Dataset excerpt
——————

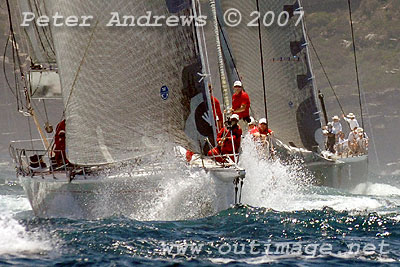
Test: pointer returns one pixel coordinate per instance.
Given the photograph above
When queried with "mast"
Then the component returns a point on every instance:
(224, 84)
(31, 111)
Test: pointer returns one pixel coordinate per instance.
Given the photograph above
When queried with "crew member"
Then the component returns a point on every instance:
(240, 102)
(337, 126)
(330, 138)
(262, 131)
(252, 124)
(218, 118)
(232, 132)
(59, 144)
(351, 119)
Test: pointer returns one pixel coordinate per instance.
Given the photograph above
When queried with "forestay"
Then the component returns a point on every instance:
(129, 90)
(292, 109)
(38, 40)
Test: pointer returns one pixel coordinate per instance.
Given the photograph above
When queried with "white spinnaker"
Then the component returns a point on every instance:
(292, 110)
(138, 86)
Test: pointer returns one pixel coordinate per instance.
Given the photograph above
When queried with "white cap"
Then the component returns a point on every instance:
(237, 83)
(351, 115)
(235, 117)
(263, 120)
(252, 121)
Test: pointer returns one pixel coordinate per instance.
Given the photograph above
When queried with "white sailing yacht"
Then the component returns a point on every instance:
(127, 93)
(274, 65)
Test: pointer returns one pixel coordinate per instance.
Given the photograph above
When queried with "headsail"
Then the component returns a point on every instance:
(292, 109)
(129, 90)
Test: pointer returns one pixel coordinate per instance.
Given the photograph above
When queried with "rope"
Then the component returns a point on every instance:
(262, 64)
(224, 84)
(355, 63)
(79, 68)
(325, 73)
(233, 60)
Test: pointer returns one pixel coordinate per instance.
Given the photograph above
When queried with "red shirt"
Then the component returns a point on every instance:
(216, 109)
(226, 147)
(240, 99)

——————

Exercise prompt
Without including the pictures, return each record above exactly as it stands.

Exercise solution
Test: pointer returns one pixel coordinate per instance.
Given the photograph above
When queried with "mast"
Then the component returns a point on every instance:
(224, 84)
(31, 111)
Test: pointer returns one pixel coordinate per instance.
Given the photograph above
When queried with "crew member"
Then the component returns a point on every instance:
(240, 102)
(337, 126)
(330, 138)
(262, 131)
(252, 124)
(218, 118)
(232, 132)
(59, 144)
(351, 119)
Test: pointer returns one pixel coordinate per instance.
Given the photograph above
When queried with "forestay"
Then the component returns a point on every instance:
(129, 90)
(292, 109)
(38, 40)
Test: pointer returns one pixel coordinate per instance.
Given the photograph above
When queried with "white spinnaker"
Then the component returns a point on every instance:
(292, 110)
(138, 86)
Test: pointer returns one pixel coordinate per instance.
Given the photograph above
When queried with "white cap"
Then the component returns a point on every instance:
(237, 83)
(351, 115)
(235, 117)
(263, 120)
(252, 121)
Test: pointer returns one pixel coordinate per instance.
Given the photograph above
When queried with "white sailing yacht"
Then the component returns a point on every instance:
(127, 93)
(274, 65)
Test: pointer returns one pixel coordinate per instance.
Given the photograph above
When queried with "headsail"
Then the component returns a point on every instance:
(292, 109)
(129, 90)
Test: pointer returns one pixel coordinate per instance.
Given the photograph above
When queried with "rope"
Then the component returns a point on every instance:
(262, 64)
(224, 84)
(355, 63)
(79, 68)
(325, 73)
(233, 60)
Test: pointer returns one pixel coordinate per instance.
Given the photograph above
When queried with "red shirt"
Then the component returns a point on every instance:
(216, 109)
(226, 147)
(240, 99)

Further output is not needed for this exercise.